● **THE PROBLEM**
Copy word for word the part of the Senate Bill 72 commentary below that starts at "1. Tim 2016-02-24" and ends at "the third trimester.".

● **DOCUMENT SEGMENT**
--*--
Don’t expect me to celebrate the Senate’s mild watering dow of the fetal-pain abortion ban yesterday. Senate Bill 72 is still a bad bill, based on bad science, and treading where the Legislature has no right to tread, on women’s constitutional right to control their own bodies and decide whether or not to carry a pregnancy to term.

Senate Minority Leader Billie Sutton and Senator Jim Peterson (from District 4, where abortion-distraction politics is a blood sport) forgot where they hang their hats and voted for the now 22-week abortion ban. But the rest of the Democrats and eight Republicans voted against SB 72. Republican Senator Deb Peters channeled my thoughts nicely:

“I will tell you that we have no businesses passing pieces of legislation like this, that gets in the way of family decisions, and the family decision between the mother, and the family, and the doctor,” Peters says. “This is personal folks. Yes, we’re trying to protect that unborn child. But I will tell you that families in this state are also trying to protect that unborn child. This bill has no business being here today” [Jenifer Jones, “Senators Pass Bill Banning Abortions After 22 Weeks,” SDPB Radio, 2016.02.23].

Thank you, Senator Peters, for being willing to push back against the abortion distractors who would have government intrude on families’ medical decisions and impose one group’s anti-sex agenda on every woman in the state.

22 Comments

  1. Tim 2016-02-24 07:38

    Great, more of our tax dollars wasted in court defending bad legislation.

  2. Mark Winegar 2016-02-24 07:52

    This is very disappointing news. When will legislators begin to pay attention to science? The American Medical Association disagrees with the assumption that infants are capable of feeling pain before the third trimester.
--*--
● **ENTRIES SUPPLIED**

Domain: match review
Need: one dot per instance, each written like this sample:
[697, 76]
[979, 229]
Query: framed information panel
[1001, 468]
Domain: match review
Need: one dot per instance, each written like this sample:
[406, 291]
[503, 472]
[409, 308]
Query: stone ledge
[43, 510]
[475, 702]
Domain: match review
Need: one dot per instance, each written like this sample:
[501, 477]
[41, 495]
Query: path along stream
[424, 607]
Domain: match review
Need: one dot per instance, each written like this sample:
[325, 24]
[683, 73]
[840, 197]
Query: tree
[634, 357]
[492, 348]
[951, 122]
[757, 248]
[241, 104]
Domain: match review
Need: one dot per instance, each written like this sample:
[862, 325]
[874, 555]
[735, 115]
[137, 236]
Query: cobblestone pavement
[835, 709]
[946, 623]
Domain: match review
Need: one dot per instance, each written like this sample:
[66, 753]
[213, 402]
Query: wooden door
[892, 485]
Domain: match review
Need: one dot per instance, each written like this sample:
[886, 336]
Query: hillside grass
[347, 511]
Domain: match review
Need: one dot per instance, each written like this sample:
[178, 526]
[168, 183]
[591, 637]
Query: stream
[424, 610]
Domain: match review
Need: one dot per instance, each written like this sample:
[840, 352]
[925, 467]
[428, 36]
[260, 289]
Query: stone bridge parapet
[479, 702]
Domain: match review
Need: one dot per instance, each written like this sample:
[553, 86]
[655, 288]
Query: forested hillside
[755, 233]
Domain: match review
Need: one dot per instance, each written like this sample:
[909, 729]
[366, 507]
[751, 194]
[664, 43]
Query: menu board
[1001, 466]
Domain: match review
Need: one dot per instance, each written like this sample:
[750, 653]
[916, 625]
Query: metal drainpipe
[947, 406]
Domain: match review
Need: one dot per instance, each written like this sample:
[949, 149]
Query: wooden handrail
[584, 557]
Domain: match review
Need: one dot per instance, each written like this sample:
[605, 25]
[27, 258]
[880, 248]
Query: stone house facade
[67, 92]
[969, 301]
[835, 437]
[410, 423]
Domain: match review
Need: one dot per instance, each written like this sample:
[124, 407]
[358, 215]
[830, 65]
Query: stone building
--*--
● **YOUR RESPONSE**
1. Tim 2016-02-24 07:38

    Great, more of our tax dollars wasted in court defending bad legislation.

  2. Mark Winegar 2016-02-24 07:52

    This is very disappointing news. When will legislators begin to pay attention to science? The American Medical Association disagrees with the assumption that infants are capable of feeling pain before the third trimester.